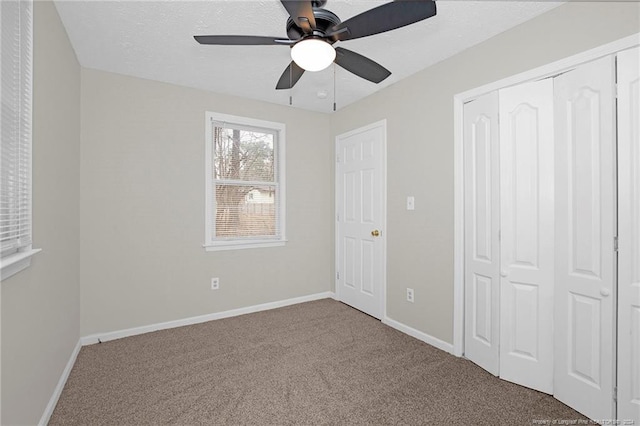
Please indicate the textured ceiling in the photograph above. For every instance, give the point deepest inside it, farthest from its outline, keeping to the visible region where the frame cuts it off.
(153, 40)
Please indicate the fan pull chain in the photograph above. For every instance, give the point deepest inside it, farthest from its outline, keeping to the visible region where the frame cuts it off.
(290, 85)
(334, 86)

-------------------------

[Goal]
Could you print every row above word for word, omitting the pictures?

[Answer for this exercise]
Please indicate the textured ceiling in the photograph above. For every instance, give the point deepest inside it, farthest from its outline, keeping to the visible region where the frame cuts it off.
(153, 40)
Please indicate the fan pull chain in the photograph above. For every instance, give the point deepest inside it, farthest from its outline, keeping to the visible region where the frame cuts it off.
(290, 85)
(334, 86)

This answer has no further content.